*STATED GOAL:* Update the rows in the stretch from the line containing "the white dress" through the end of the rows, changing "Place one point per instance" to "Mark one point per instance" and leaving everything else as it is. Return only those lines.
--- begin DATASET CONTENT ---
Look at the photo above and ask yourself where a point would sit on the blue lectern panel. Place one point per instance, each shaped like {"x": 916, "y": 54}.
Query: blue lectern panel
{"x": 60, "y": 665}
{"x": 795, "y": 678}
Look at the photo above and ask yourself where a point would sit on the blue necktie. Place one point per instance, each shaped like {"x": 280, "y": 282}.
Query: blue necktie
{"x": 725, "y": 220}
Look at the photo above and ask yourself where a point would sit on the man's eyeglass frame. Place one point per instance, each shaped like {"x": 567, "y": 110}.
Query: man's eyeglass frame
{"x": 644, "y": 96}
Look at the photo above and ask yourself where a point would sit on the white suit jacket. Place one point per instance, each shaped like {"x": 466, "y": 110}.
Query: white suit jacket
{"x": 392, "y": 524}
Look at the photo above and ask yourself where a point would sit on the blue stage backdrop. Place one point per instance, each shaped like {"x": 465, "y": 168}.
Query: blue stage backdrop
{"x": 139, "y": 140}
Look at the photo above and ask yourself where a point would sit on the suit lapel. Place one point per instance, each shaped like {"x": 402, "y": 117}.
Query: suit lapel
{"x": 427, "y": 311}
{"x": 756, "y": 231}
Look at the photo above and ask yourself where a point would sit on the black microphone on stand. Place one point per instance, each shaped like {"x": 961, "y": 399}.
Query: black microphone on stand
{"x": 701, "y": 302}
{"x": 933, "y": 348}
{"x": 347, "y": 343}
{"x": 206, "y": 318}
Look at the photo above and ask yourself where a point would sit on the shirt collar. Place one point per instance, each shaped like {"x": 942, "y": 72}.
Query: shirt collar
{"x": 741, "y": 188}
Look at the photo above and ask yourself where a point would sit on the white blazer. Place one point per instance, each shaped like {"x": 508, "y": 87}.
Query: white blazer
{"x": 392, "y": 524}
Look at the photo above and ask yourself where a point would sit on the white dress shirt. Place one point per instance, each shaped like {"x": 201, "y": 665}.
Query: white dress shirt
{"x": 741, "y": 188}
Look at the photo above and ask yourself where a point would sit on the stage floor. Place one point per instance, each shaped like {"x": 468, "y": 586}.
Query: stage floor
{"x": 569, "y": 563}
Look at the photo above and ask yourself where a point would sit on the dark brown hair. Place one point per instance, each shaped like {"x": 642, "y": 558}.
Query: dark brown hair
--- end DATASET CONTENT ---
*EXPECTED ANSWER:*
Look at the photo above and ask yourself where a point would sit on the white dress shirt. Mark one point per instance, each shaped like {"x": 201, "y": 665}.
Query: white dress shirt
{"x": 741, "y": 188}
Look at the photo above and ask yourself where a point would sit on the stage floor. Mark one point per instance, each shaped like {"x": 468, "y": 586}.
Query: stage floor
{"x": 569, "y": 563}
Look at the photo above and ask yourself where a point would sit on the dark brown hair. Mark one point per instance, each shaped like {"x": 642, "y": 558}.
Query: dark brown hair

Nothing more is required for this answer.